======== Given data

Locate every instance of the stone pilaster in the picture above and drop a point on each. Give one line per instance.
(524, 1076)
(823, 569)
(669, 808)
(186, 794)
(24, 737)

================

Required task - Pull out every row above and copy each one character for character.

Output for this exercise -
Locate every instance of the stone pilaster in the picture above and drop a point on each. Give one line per instance.
(524, 1076)
(823, 569)
(669, 808)
(186, 794)
(24, 737)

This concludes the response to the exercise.